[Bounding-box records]
------------------------------------------------------------------------

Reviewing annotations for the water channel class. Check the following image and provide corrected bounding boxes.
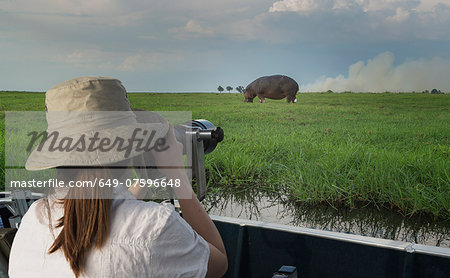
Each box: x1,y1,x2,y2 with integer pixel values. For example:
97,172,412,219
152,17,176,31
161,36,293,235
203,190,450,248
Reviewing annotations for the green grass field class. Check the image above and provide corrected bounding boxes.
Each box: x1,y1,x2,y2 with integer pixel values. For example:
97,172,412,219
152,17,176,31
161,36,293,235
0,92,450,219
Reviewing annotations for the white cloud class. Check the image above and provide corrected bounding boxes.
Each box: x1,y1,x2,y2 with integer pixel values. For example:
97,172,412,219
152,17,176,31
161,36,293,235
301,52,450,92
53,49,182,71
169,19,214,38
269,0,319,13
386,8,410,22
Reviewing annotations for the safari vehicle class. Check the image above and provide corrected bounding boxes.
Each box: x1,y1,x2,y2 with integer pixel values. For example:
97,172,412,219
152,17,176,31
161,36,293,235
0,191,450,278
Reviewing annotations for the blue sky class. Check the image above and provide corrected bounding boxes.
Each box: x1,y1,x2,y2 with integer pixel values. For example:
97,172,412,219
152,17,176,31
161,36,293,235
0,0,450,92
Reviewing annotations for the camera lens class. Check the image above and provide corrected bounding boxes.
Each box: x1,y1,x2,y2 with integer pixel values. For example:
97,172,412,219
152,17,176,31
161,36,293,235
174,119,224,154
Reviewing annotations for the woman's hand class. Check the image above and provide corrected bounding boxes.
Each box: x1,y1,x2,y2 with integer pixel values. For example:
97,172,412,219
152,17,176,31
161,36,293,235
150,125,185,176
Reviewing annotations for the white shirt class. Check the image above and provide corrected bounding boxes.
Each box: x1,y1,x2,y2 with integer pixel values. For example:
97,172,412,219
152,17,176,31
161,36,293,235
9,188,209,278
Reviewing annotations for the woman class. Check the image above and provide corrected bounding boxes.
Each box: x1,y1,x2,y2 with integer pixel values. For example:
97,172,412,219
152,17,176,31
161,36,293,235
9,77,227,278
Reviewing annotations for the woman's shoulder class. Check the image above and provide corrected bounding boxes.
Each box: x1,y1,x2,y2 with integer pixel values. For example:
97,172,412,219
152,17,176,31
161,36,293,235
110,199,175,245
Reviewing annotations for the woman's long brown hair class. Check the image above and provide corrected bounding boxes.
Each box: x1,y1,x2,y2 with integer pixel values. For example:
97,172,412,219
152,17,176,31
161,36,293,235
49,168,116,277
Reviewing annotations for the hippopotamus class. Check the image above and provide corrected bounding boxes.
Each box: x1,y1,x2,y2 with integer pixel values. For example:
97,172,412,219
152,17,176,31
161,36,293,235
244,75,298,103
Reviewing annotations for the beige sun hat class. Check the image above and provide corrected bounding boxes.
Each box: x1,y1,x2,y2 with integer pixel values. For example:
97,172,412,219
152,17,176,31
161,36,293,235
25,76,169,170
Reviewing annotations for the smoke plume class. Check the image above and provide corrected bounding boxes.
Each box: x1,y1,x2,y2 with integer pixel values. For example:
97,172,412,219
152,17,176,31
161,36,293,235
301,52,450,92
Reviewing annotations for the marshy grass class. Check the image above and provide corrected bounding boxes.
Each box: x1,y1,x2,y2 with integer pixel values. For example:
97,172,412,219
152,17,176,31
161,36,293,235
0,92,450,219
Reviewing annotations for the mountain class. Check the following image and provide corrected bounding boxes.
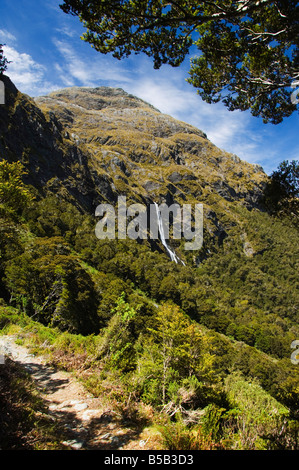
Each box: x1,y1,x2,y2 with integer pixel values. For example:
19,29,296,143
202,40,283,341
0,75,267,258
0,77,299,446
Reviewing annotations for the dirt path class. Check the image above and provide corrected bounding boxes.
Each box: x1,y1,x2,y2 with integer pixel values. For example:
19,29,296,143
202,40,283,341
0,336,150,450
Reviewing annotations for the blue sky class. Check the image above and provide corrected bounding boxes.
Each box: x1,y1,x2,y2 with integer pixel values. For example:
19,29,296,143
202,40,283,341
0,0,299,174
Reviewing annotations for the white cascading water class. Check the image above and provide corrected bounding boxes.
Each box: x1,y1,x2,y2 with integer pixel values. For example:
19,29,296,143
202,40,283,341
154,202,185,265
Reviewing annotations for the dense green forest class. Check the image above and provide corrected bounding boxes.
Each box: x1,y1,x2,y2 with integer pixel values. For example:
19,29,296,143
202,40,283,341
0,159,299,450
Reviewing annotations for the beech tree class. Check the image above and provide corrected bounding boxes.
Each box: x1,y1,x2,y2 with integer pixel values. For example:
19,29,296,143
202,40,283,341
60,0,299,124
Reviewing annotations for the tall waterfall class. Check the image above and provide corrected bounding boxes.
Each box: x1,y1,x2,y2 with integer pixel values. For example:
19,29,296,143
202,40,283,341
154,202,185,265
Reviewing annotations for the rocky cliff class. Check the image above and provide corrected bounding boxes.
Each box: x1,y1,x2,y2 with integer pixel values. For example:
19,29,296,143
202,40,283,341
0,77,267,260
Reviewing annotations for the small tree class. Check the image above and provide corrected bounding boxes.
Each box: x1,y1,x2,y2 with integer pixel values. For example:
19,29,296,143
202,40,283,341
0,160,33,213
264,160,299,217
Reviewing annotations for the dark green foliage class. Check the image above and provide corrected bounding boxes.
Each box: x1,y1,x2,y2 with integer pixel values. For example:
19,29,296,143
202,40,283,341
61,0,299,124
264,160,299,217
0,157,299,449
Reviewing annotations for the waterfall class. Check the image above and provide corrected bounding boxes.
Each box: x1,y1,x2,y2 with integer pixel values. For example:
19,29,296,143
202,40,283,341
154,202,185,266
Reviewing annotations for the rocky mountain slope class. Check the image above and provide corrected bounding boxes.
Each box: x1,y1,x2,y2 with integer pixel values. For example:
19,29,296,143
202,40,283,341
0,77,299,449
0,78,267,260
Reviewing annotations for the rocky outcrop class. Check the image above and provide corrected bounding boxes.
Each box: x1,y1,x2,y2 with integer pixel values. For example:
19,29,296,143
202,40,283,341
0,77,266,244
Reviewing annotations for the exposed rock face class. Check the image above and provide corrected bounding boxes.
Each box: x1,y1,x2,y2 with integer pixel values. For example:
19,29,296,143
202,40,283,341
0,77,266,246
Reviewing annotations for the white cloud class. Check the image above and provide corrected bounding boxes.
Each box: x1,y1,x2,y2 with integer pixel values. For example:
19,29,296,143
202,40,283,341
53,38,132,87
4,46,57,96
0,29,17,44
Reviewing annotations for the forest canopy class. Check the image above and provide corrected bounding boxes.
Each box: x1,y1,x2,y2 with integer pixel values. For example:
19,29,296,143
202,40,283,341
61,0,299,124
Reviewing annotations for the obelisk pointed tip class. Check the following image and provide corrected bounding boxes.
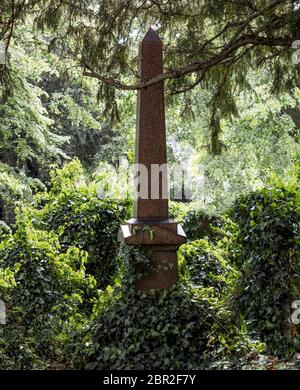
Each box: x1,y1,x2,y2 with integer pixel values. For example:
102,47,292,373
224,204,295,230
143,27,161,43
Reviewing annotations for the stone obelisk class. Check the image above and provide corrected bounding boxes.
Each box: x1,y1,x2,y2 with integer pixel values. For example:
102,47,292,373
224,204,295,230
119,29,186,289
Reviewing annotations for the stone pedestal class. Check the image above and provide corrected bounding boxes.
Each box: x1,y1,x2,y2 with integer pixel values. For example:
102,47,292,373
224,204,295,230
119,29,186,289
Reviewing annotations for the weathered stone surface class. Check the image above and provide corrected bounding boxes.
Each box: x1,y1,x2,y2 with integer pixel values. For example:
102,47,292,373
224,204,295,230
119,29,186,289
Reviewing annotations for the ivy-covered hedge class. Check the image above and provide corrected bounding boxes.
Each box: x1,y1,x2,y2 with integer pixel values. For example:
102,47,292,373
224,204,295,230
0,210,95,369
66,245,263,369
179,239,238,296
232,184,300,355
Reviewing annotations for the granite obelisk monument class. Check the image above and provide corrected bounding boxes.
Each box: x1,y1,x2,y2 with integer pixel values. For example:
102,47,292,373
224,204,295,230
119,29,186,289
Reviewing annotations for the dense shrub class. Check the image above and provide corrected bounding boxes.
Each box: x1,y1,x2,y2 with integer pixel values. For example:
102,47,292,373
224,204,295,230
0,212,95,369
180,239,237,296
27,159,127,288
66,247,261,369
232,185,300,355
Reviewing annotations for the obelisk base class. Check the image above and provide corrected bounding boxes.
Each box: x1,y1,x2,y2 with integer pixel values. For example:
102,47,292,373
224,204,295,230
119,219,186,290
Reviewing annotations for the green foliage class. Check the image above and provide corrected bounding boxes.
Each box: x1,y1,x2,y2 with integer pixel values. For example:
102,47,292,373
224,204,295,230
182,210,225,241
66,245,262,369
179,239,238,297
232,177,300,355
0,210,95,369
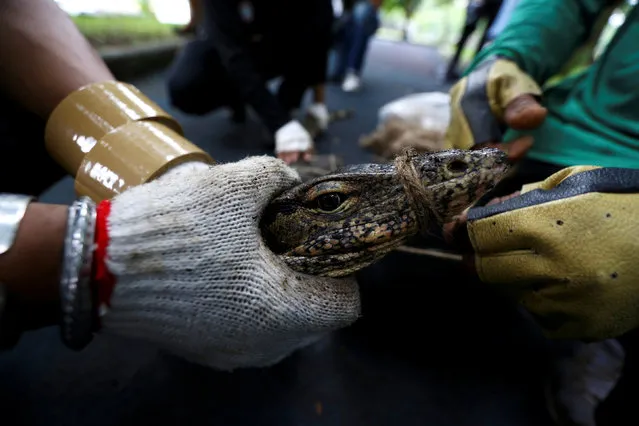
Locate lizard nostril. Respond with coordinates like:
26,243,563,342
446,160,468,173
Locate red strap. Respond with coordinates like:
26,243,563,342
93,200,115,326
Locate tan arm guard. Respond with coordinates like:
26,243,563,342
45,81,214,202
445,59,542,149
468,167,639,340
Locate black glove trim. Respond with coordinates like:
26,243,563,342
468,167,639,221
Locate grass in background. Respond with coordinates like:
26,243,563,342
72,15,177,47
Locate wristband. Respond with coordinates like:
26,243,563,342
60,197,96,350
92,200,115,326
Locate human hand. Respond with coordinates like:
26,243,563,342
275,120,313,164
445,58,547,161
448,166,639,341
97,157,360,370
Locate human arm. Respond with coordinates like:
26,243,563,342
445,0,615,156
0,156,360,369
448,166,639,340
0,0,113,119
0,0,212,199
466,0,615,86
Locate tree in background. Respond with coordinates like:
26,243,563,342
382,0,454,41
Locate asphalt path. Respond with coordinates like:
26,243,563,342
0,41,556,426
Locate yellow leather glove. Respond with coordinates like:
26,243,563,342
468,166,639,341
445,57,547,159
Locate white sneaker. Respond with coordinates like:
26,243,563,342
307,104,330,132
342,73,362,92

------------------------------------------------------------------------

(What the exercise asks) Extract every line of the records above that contains the word "background", matching its uppercase and lowercase letters exactly.

(Solution to this problem)
Locate grass in background. Respond with coordinates like:
Locate tree in background. Respond with coordinates like:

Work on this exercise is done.